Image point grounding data
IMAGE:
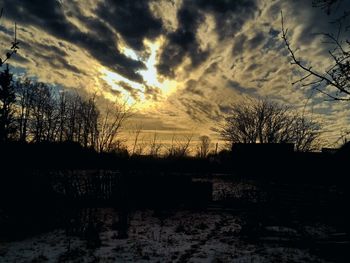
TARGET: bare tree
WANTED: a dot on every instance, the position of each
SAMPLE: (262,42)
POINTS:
(180,146)
(334,80)
(262,121)
(25,95)
(137,131)
(203,146)
(110,125)
(7,102)
(155,146)
(14,45)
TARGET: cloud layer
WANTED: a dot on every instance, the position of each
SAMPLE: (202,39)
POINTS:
(216,51)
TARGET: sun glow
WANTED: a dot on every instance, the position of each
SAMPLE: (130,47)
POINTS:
(138,93)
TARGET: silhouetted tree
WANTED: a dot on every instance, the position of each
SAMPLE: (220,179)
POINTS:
(7,102)
(14,45)
(155,146)
(180,147)
(24,92)
(110,124)
(334,80)
(262,121)
(203,146)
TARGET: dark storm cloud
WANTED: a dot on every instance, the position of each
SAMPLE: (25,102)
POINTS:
(191,87)
(134,93)
(183,41)
(256,41)
(229,17)
(152,93)
(100,43)
(132,19)
(243,90)
(199,110)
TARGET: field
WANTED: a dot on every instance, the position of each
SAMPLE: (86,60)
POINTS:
(239,226)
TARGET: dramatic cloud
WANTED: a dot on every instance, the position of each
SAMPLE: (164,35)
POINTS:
(182,63)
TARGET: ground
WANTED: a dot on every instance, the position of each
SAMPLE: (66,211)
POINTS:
(210,235)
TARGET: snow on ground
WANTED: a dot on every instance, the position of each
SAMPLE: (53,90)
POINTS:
(179,236)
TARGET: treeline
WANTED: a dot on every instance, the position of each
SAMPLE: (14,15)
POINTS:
(32,111)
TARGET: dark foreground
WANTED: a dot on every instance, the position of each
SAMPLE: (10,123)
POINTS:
(246,221)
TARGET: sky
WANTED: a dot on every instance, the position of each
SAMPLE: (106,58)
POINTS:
(180,64)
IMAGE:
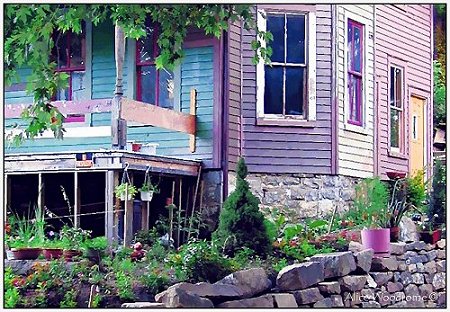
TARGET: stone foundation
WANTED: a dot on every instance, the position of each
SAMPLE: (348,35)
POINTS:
(306,195)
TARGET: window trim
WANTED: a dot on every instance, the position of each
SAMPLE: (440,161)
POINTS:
(310,55)
(361,128)
(87,61)
(401,150)
(360,75)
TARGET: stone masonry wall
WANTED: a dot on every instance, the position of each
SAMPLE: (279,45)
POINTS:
(414,275)
(306,195)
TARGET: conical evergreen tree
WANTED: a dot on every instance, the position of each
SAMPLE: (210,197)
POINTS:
(241,224)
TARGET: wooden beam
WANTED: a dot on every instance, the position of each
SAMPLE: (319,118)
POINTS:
(193,111)
(77,204)
(109,206)
(152,115)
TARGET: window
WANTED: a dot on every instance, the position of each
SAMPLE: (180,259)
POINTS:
(355,65)
(396,107)
(286,87)
(153,86)
(69,53)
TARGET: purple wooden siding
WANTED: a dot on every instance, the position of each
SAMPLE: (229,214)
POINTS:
(234,94)
(275,149)
(405,35)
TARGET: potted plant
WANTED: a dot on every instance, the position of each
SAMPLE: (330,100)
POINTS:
(53,247)
(72,240)
(95,248)
(147,190)
(27,236)
(371,201)
(428,231)
(123,188)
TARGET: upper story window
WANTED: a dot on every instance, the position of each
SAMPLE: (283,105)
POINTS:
(153,86)
(355,72)
(286,87)
(396,99)
(69,53)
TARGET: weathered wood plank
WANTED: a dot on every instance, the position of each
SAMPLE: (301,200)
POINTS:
(153,115)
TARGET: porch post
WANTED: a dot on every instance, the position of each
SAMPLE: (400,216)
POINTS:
(118,125)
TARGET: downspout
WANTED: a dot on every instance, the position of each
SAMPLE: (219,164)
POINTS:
(375,102)
(334,99)
(225,112)
(430,131)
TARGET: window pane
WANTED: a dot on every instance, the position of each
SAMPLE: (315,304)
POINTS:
(146,46)
(357,50)
(147,84)
(395,128)
(275,24)
(296,39)
(166,89)
(398,88)
(62,51)
(273,90)
(295,81)
(349,45)
(77,49)
(391,87)
(78,85)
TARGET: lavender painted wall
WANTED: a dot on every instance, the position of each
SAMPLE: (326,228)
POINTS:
(282,149)
(403,34)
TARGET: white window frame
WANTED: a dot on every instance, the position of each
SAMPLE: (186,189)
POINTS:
(365,92)
(310,36)
(400,150)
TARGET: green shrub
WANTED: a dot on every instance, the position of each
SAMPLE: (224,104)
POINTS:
(241,224)
(437,204)
(202,261)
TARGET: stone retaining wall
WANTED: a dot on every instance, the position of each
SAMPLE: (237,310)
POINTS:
(307,195)
(413,275)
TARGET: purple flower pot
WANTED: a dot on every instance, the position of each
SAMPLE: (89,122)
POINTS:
(377,239)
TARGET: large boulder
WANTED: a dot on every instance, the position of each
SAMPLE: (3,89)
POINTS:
(408,230)
(180,298)
(215,292)
(336,264)
(265,301)
(300,276)
(250,282)
(307,296)
(353,283)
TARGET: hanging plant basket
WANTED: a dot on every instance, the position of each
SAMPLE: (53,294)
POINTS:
(147,195)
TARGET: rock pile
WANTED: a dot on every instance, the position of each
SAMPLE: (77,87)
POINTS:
(412,276)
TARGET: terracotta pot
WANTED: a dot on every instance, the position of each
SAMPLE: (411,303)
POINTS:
(26,253)
(377,239)
(69,254)
(430,238)
(52,253)
(395,232)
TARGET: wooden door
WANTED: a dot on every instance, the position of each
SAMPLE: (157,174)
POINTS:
(417,135)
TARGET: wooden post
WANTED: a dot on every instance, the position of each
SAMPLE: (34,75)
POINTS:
(118,125)
(109,205)
(77,204)
(41,188)
(193,111)
(128,217)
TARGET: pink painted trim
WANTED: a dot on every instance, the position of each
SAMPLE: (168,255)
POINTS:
(65,107)
(75,118)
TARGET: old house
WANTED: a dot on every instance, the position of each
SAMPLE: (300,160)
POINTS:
(348,96)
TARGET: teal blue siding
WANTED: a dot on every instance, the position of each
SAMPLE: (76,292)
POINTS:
(103,62)
(196,72)
(19,96)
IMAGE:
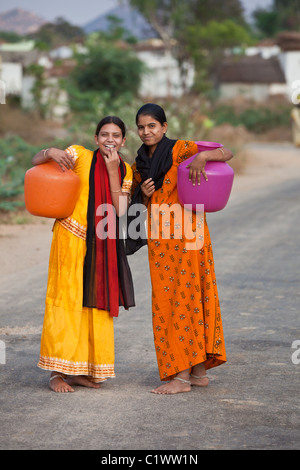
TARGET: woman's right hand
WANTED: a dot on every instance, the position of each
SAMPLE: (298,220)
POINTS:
(61,157)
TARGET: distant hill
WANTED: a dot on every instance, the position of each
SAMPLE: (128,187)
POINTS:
(20,21)
(132,21)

◆ WHAT THE TASK ASKS:
Skip the pictures and print each record exactly as it stands.

◆ OUTPUT:
IMAGE:
TARGET: bare tree
WANTED: a dot on every instance, the position of each
SAMPLE: (262,42)
POINTS:
(180,146)
(334,80)
(262,121)
(25,95)
(137,131)
(203,146)
(110,125)
(7,102)
(155,146)
(14,45)
TARGET: cloud layer
WANTED: a dot on every instance, the position of each
SAMPLE: (202,39)
POINTS:
(216,51)
TARGET: sun glow
WANTED: a dot on every instance, the position of each
SAMPLE: (130,47)
POINTS:
(138,93)
TARGET: silhouetted tree
WANTED: a dot on every instance, the position of each
SAMPLE: (220,179)
POINTS:
(7,102)
(14,45)
(155,146)
(180,147)
(24,92)
(110,124)
(334,80)
(262,121)
(203,146)
TARGET: dark storm cloud
WANTED: a dot on every instance, the position of each
SAMPLE: (25,102)
POINTS:
(191,87)
(134,93)
(183,41)
(256,41)
(229,17)
(152,93)
(100,43)
(132,19)
(243,90)
(199,110)
TARGET: field
WANTED: a dot on every instance, the position of each
SAMPLE: (86,60)
POINTS:
(239,226)
TARGET: dramatic cloud
WANTED: a dot on every instance, the position of each
SAMPLE: (164,35)
POINTS:
(182,63)
TARGET: ground
WANTED: a dot on every instance, the position of each
SAMPLE: (66,211)
POINTS:
(210,235)
TARGET: snow on ground
WANTED: a dot on every instance, the position of each
SAMPLE: (53,90)
POINTS:
(179,236)
TARGET: treeline
WANTED: a dot on every instance, the position of each
SAMPLE: (14,15)
POINTS:
(32,111)
TARGET: dark foreground
WANTED: a dot on every instance, the position of each
SAMPLE: (10,123)
POINTS:
(246,221)
TARGET: sky
WANTED: a dot on every instance, the position of each
SAMPLE: (106,58)
POINTS:
(180,64)
IMAGE:
TARGET: stone foundation
WANTED: a dot on every instance, the position of each
SAMPLE: (348,35)
POINTS:
(306,195)
TARGET: window trim
WANTED: a dot on every instance, the position of each
SAMPLE: (440,161)
POINTS:
(310,55)
(361,128)
(87,61)
(401,150)
(360,75)
TARGET: stone masonry wall
WANTED: a dot on every instance, the position of each
SAMPLE: (279,45)
POINTS:
(414,275)
(306,195)
TARGET: conical evergreen tree
WANTED: a dot on every instance, the position of each
SAMPLE: (210,197)
POINTS:
(241,224)
TARGET: wooden beam
WANTED: a dot on every instance, the position of each
SAMPLE: (319,118)
POINTS:
(193,111)
(77,204)
(109,206)
(152,115)
TARGET: window
WANTED: a dot on every instance, the position of each
SAMPLE: (180,259)
POINTS:
(355,65)
(396,107)
(286,87)
(153,86)
(69,53)
TARGET: purple wooden siding
WANTED: a dot on every instance, the position of each
SAMPLE: (229,214)
POINTS:
(234,94)
(275,149)
(405,35)
TARGET: potted plant
WANTED: a dot on every instance, the position of each
SAMPLE: (330,100)
POINTS:
(53,247)
(72,240)
(95,248)
(147,190)
(27,236)
(371,201)
(428,231)
(123,188)
TARGET: upper story window
WANTED: a dot on every instance, the position of each
SAMPLE: (283,105)
POINTS:
(153,86)
(355,72)
(286,87)
(396,99)
(69,53)
TARGET: weathered wood plank
WANTED: a dot on every instance, the position of each
SAMPLE: (301,200)
POINTS:
(153,115)
TARGET: porch post
WANTED: a dot on every instance, the position of each
SAMPLE: (400,216)
POINTS:
(118,125)
TARGET: downspout
WANTED: a dot on every instance, the position of each
SAMPLE: (219,164)
POINTS:
(375,102)
(334,99)
(225,112)
(430,131)
TARGET: window pane
WANTED: a dot on every instance, the position of each
SAMPLE: (315,304)
POINTS:
(146,46)
(357,50)
(147,84)
(395,128)
(275,24)
(296,39)
(166,89)
(398,88)
(62,51)
(273,90)
(295,81)
(349,45)
(77,49)
(391,87)
(78,85)
TARGET: lavender painted wall
WANTED: a dot on every instance, the position of each
SAMPLE: (326,228)
POINTS:
(282,149)
(403,34)
TARGET: white window frame
WANTED: a dot on every instance, the position of each
SAMPLE: (186,189)
POINTS:
(365,92)
(310,36)
(400,150)
TARGET: green shrub
WANTED: a dot on every instance, the position of each
SAMPLE: (224,104)
POINTS:
(241,224)
(437,204)
(202,261)
TARGET: stone retaining wall
WANTED: a dot on every instance, the position of each
SAMPLE: (237,310)
POINTS:
(307,195)
(413,275)
TARGET: purple flower pot
WANTED: a dot on every instance, the position of each
SAMPLE: (89,122)
POINTS:
(377,239)
TARGET: large boulder
WANTED: a dot on every instance, the position of each
SAMPLE: (3,89)
POINTS:
(408,230)
(180,298)
(215,292)
(336,264)
(265,301)
(300,276)
(250,282)
(307,296)
(353,283)
TARGET: hanging plant basket
WANTED: a dot on every instance, the position of each
SAMPLE: (53,294)
POINTS:
(147,195)
TARGET: rock pile
WANTED: a dot on every instance, the position of each
SAMPLE: (77,87)
POINTS:
(412,276)
TARGET: terracotta pot
WANTED: a dot on every instance, the position of each
SAMPLE: (411,303)
POINTS:
(26,253)
(377,239)
(69,254)
(430,238)
(52,253)
(395,232)
TARGET: wooden door
WANTED: a dot on every instance, the position of each
SAMPLE: (157,174)
POINTS:
(417,135)
TARGET: wooden post
WANTED: a dot on every instance, the position of each
SAMPLE: (34,75)
POINTS:
(118,125)
(109,205)
(77,204)
(41,188)
(193,111)
(128,217)
TARGET: pink painted trim
WANTED: a dot on every instance, the position of each
SAMPLE: (168,255)
POINTS:
(65,107)
(75,118)
TARGET: old house
WANTED: a dot on every instance, the position of each
SAMPLE: (300,160)
POINTS:
(348,96)
TARGET: teal blue siding
WANTED: a dot on every instance, the position of each
SAMPLE: (76,292)
POINTS:
(103,62)
(196,72)
(19,96)
IMAGE:
TARGET: woman's right hand
WANTED: a dot on every instance, the position of each
SAMPLE: (298,220)
POINTS:
(61,157)
TARGET: distant hill
WANTED: a dot on every instance, the position of each
SAMPLE: (128,187)
POINTS:
(20,21)
(132,21)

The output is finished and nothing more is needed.